What you have to do
Count the lines in the items below that contain the word "black" and reply with the number alone.

Given records
:::
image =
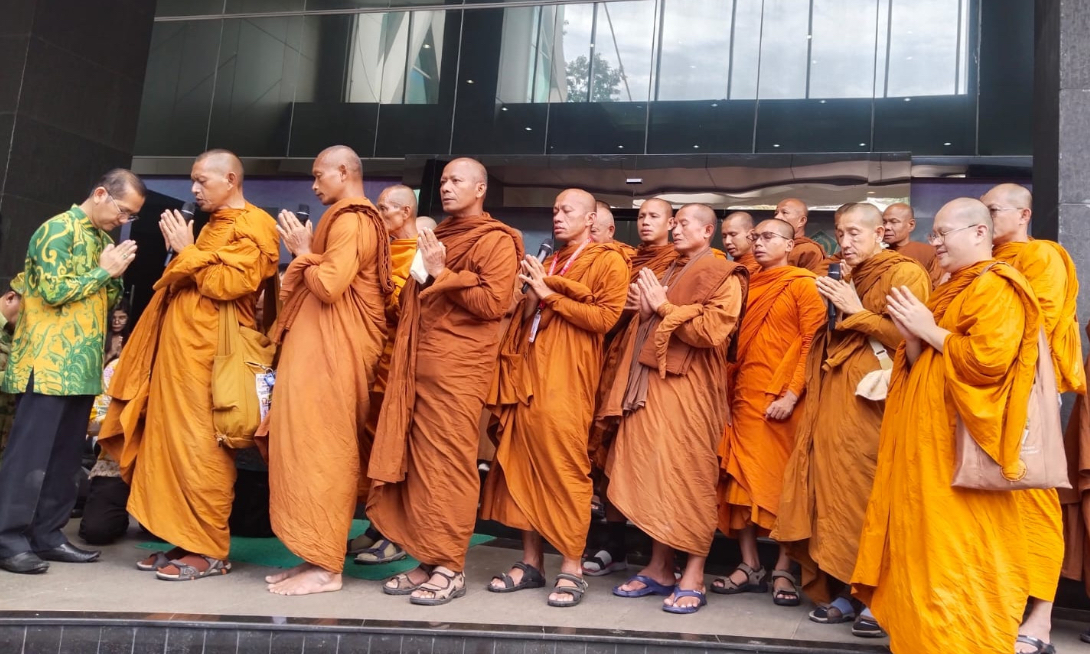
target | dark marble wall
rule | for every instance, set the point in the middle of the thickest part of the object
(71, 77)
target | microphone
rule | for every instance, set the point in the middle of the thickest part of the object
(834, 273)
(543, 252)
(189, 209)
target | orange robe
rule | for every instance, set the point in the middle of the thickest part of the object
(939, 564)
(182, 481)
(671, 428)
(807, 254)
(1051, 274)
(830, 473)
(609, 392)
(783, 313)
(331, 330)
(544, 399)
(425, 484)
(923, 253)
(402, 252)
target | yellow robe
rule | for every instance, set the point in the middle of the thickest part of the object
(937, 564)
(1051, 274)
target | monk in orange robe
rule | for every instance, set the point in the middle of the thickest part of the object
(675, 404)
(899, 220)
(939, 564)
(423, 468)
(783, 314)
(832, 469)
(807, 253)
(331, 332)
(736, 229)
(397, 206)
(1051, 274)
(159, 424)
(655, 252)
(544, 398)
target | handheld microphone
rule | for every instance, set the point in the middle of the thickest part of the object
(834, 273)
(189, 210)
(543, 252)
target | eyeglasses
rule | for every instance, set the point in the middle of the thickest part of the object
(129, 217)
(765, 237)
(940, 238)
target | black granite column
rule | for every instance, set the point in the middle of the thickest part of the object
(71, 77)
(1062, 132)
:::
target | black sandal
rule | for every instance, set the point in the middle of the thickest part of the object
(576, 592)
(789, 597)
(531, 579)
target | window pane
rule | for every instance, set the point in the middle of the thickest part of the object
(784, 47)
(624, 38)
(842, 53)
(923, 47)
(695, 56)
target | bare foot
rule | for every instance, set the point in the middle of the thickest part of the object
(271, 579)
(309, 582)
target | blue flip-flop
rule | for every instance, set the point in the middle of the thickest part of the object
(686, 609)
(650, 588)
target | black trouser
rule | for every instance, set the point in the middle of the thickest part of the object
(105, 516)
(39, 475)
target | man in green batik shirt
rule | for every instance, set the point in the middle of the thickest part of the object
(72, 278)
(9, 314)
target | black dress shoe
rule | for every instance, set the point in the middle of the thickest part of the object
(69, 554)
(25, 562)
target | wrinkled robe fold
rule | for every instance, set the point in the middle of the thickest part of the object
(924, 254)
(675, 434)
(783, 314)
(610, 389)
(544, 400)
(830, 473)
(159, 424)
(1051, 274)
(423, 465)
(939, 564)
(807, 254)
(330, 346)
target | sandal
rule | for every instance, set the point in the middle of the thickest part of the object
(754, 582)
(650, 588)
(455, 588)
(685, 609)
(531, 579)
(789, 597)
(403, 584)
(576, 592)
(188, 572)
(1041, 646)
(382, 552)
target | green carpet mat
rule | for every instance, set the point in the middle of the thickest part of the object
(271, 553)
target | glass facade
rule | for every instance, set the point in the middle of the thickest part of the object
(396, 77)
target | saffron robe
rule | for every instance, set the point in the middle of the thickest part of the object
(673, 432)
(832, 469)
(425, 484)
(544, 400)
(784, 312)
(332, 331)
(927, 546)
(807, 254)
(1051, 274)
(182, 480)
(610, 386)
:::
Task output
4